ALDEANUEVA DE FIGUEROA: LAS COMIDAS....

LAS COMIDAS.

En mi casa la palabra “desayuno” sonaba algo cursi, como de capital. Se llamaba “almuerzo” y era nada más levantarse de la cama y poco antes de ir a la escuela.
Mi abuela María (la triple “M” = María Morales Martín), que era tuerta del ojo izquierdo, debido a un espigazo, se levantaba antes que los gallos cantaran (yo decía que era la que despertaba a los gallos), iba al corral y traía unos cuantos rachizos y paja, ponía a calentar agua en un gran puchero (una “puchera”) de barro vidriado y comenzaba a pelar patatas cuyo final coincidía con el agua hirviendo. Sal, laurel y todas las patatas dentro. Cuando ya estaban cocidas las “componía” (labor consistente en echar unos ajos picados y pimentón picante en una sartén con un poco de manteca (poco aceite se usaba en mi casa) y añadírselas a la “puchera”.
“Patatas colorás”.
Ese era el primer plato de la mañana, de cuchara, alternando día sí día no con sopa de ajo con pan migado, su pimentón y sus huevos batidos añadidos, que salían en forma de hebras.
De segundo plato, ya de tenedor y cuchillo, solía ser casi siempre igual: un buen torrezno, un trozo de morcilla y “farinato”.

***

- _ENUNCIADO 1_
Responda, según el texto sobre las comidas, a estas preguntas:
(a) ¿Qué nombre recibía en la casa la comida que se tomaba nada más levantarse?
(b) ¿A qué se debía que la abuela María fuera tuerta del ojo izquierdo?
(c) ¿Qué solía llevar el segundo plato de la mañana?
- _ENUNCIADO 2_
Enumere los ingredientes que, según el texto sobre las comidas, se echaban en la sartén para "componer" las patatas.
- _ENUNCIADO 3_
Retome el texto sobre las comidas en Aldeanueva de Figueroa a partir de su última oración y continúelo.

***

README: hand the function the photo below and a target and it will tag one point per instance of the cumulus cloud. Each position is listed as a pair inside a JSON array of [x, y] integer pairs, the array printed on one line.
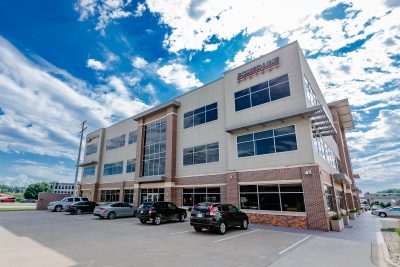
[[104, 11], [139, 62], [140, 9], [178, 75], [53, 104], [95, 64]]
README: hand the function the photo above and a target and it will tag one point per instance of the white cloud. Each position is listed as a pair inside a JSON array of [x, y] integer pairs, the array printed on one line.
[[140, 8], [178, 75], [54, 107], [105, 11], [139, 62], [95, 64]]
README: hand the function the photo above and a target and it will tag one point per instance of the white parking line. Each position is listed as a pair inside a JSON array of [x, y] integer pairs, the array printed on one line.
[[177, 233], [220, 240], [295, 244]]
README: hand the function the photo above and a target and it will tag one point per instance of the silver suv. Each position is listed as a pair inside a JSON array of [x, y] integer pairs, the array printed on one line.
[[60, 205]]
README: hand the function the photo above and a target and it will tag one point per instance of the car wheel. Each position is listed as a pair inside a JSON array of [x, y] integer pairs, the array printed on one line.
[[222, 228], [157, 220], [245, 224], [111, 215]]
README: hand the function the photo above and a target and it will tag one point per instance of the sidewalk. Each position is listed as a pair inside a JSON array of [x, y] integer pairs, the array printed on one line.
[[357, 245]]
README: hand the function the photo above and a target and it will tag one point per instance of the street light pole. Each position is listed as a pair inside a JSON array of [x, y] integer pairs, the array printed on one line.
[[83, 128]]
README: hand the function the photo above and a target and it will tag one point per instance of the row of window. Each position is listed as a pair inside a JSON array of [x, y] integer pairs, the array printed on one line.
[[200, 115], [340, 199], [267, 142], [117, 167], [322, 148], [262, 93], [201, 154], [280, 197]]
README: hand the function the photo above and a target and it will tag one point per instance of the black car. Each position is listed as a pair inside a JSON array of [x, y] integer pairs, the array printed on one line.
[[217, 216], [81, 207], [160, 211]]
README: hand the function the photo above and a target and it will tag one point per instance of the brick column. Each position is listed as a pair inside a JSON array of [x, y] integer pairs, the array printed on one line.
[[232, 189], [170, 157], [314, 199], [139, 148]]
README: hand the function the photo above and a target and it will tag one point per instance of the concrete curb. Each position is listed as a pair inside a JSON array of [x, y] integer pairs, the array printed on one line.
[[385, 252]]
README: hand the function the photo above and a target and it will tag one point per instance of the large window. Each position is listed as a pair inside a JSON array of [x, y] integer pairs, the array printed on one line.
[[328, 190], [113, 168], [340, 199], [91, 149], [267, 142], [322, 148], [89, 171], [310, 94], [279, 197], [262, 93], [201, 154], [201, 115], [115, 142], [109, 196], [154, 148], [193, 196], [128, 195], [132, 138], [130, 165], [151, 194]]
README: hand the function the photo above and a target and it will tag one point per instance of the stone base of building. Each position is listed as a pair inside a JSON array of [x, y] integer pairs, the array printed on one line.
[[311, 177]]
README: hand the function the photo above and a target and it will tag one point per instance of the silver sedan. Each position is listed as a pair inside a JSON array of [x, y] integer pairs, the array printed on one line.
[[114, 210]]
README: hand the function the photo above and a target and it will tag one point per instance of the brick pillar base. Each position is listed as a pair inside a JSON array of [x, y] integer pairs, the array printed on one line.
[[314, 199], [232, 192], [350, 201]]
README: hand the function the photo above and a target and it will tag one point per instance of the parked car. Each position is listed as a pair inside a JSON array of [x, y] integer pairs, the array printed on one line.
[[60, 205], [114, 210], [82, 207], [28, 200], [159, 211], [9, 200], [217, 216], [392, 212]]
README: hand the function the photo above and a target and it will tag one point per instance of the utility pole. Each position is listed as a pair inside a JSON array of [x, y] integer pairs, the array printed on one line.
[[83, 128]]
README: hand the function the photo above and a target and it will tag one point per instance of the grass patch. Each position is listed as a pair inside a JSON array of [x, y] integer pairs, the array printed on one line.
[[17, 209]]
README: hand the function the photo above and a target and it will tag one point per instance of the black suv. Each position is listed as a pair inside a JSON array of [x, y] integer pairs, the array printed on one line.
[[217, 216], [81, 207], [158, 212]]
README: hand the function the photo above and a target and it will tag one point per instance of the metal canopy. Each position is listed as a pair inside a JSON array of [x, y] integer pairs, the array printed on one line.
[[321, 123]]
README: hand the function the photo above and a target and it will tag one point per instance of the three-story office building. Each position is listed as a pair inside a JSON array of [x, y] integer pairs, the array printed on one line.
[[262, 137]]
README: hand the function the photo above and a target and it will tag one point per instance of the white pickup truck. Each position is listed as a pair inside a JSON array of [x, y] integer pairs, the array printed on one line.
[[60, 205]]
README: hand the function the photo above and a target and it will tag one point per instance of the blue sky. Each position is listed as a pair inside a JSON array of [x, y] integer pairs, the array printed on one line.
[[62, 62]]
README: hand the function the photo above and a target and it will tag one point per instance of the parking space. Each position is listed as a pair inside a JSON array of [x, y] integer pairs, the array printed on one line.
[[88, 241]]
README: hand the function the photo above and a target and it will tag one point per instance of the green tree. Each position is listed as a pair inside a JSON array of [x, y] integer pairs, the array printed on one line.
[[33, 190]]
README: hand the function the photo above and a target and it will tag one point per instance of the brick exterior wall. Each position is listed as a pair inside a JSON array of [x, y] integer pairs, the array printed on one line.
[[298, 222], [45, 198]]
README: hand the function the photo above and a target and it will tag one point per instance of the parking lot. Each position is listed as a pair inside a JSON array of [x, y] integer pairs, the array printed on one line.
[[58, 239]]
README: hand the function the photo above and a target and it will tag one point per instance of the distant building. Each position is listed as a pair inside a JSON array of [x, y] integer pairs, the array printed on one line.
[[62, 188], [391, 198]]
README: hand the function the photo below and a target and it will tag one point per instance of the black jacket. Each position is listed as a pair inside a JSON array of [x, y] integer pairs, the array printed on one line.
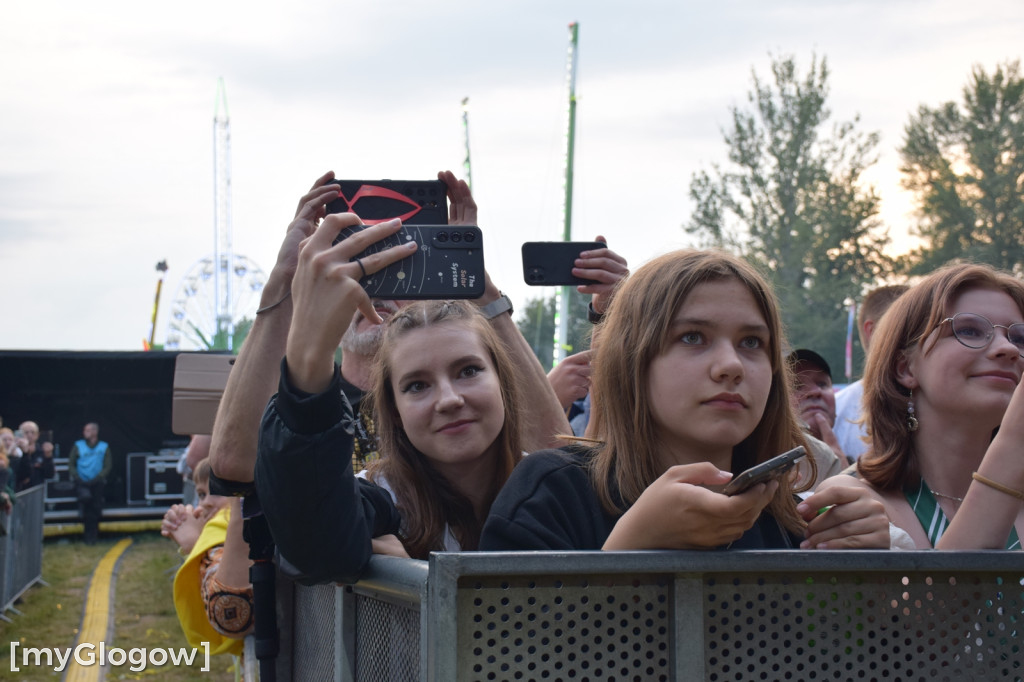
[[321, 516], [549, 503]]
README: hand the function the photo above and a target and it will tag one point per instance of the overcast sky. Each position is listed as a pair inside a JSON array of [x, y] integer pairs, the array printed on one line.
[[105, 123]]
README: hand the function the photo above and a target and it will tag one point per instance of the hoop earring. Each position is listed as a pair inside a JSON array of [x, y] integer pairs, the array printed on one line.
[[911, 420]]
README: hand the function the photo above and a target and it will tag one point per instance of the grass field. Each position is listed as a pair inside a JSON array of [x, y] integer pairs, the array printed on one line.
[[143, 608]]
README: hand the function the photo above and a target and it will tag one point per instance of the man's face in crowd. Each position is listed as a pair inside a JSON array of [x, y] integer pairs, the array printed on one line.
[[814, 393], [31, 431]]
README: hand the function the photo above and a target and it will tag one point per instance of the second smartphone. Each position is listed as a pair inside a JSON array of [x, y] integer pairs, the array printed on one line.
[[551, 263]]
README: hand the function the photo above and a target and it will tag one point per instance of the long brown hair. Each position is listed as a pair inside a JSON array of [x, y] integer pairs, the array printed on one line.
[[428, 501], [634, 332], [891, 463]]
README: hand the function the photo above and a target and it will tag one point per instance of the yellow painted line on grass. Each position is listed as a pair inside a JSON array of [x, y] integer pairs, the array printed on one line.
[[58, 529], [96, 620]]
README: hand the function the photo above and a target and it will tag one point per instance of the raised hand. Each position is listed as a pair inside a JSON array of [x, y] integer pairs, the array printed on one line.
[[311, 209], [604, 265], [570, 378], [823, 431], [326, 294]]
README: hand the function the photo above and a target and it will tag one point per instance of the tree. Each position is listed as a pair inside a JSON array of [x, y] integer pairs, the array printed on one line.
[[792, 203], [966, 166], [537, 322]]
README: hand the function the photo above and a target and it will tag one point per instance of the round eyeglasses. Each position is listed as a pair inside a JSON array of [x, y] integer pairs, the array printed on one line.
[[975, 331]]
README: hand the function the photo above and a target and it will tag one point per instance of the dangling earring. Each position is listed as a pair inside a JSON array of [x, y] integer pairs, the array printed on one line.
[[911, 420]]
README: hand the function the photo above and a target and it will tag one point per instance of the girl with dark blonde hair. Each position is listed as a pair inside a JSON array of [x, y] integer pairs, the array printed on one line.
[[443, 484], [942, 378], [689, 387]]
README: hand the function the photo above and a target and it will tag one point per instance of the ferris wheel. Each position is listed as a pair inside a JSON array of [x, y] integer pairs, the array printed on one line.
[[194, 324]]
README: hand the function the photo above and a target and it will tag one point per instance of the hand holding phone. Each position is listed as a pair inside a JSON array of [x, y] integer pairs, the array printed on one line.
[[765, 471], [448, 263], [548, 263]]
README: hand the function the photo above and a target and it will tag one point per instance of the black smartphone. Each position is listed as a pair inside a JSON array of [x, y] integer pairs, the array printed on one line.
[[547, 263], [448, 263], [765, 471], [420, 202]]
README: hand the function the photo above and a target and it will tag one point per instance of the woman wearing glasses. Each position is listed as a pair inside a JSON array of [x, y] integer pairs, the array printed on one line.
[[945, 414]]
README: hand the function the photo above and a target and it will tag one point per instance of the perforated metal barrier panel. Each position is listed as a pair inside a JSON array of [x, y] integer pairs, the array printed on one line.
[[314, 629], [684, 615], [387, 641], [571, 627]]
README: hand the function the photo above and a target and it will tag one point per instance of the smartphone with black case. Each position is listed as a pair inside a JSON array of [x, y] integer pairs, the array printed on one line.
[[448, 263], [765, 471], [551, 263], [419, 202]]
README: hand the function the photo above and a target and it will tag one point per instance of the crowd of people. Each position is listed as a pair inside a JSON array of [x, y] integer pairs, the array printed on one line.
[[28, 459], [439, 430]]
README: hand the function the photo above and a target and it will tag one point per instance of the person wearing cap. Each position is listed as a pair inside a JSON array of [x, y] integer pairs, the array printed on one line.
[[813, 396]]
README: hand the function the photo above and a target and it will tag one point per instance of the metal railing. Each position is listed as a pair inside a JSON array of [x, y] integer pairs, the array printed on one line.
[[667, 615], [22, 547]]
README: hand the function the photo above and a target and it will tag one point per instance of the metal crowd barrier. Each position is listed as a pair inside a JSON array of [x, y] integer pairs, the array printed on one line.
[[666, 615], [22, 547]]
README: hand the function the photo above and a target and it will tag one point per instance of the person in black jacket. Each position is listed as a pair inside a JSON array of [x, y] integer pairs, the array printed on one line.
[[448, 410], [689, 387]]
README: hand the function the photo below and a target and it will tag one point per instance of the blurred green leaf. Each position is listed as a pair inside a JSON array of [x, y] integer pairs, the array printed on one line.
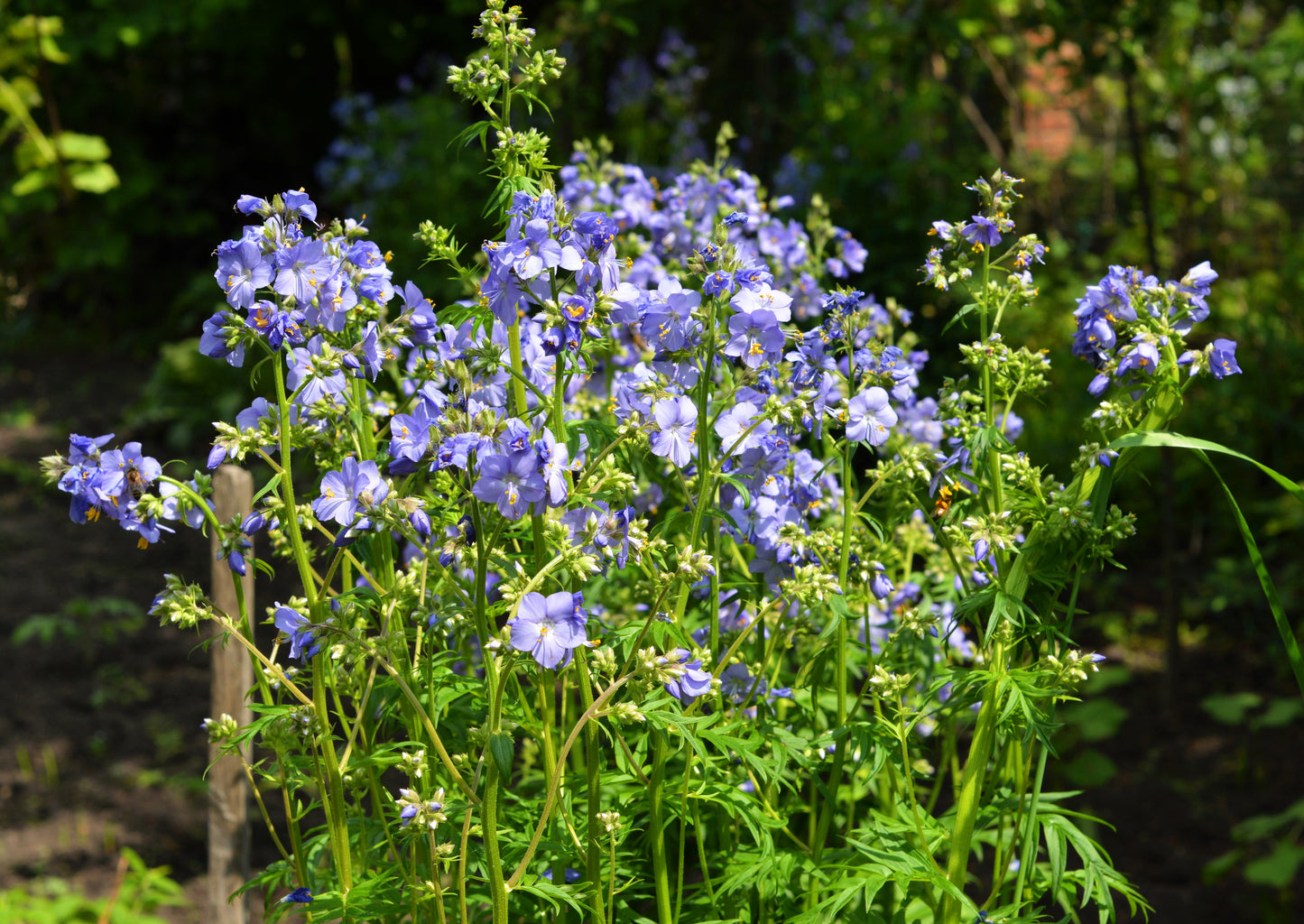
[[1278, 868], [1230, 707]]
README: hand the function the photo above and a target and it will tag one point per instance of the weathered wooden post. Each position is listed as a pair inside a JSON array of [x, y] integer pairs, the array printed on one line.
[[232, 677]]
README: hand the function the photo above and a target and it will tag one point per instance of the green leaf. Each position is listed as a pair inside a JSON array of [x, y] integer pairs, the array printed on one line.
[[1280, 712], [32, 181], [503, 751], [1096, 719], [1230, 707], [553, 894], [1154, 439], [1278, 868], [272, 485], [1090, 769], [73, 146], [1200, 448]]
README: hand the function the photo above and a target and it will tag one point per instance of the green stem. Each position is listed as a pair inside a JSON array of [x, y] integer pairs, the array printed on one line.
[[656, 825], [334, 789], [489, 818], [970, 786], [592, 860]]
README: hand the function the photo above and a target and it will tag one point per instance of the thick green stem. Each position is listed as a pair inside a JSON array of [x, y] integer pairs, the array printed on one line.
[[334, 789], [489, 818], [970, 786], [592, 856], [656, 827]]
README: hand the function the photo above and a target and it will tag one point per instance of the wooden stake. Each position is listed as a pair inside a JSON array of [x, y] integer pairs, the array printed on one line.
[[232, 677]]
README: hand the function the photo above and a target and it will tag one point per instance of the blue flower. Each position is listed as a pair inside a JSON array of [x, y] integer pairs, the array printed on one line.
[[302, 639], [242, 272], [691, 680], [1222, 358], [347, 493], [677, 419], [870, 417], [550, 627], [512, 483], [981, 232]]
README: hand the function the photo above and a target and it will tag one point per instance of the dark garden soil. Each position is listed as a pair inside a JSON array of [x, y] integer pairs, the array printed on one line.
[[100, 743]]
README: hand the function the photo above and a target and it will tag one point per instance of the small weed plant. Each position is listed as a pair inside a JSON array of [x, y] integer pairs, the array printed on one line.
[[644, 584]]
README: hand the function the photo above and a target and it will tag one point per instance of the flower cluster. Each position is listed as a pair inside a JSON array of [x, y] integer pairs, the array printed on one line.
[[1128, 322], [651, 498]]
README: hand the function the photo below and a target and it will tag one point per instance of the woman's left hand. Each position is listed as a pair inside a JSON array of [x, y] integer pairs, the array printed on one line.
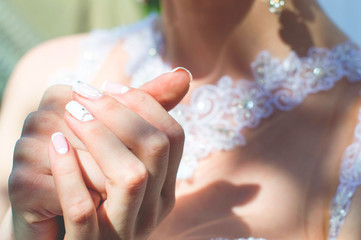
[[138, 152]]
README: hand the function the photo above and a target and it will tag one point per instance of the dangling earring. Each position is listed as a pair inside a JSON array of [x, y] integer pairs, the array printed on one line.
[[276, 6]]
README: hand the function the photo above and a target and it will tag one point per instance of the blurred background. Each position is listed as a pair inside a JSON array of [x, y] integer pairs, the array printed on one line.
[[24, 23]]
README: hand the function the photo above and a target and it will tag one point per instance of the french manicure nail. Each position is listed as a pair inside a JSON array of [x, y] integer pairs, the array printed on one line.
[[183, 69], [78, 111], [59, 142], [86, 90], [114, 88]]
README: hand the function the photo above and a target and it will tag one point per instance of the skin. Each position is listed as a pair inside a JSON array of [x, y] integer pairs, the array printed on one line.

***

- _RESPUESTA 1_
(a) Se llamaba "almuerzo".
(b) Se debía a un espigazo.
(c) Un buen torrezno, un trozo de morcilla y "farinato".

- _RESPUESTA 2_
- Ajos picados
- Pimentón picante
- Un poco de manteca

- _RESPUESTA 3_
(Quien no sea salmantino o de alrededores no sabrá lo que es y al que los de Fuentesaúco lo llamaban “pan preso”. Yo, casi todos los años, mi hermana me regala un par de ellos que, como entre mi gente no cuaja, me los voy comiendo poco a poco, mezclados con huevos fritos).

La segunda comida del día eran “tomar las 10”, por lo general un trozo de chorizo, de salchichón o de jamón, sobre una buena rebanada de pan, y cortado, poco a poco, con la navajilla.

La tercera era “la comida”. Muy abundante y fuerte. Lentejas, alubias (blancas o pintas), fréjoles (frijoles) madrileños o cocido.
El cocido era todo un monumento. Un buen plato de fideos, luego otro de garbanzos y, para terminar, trozos de tocino, de chorizo del cocido, oreja, rabo, carne de ternera, relleno (pan rallado emborrizado en unos huevos batidos y mucho perejil), sin faltar los consabidos huesos.
“Del cerdo, todo, hasta los andares” –dice el adagio. Se cumplía en mi casa. Excepto las cerdas (pelos), todo, pero todo-todo.

Para merendar, los chiquillos tomábamos pan con chorizo o, a veces, pan con chocolate, pero “chocolate Aniano”, negro, chocolate puro.

La cena (nadie lo diría), como la comida, pero no garbanzos. Todo lo demás sí.

En mi casa, como en casi todas, había siempre una cabra o dos, pero la leche íbamos almacenándola hasta el domingo.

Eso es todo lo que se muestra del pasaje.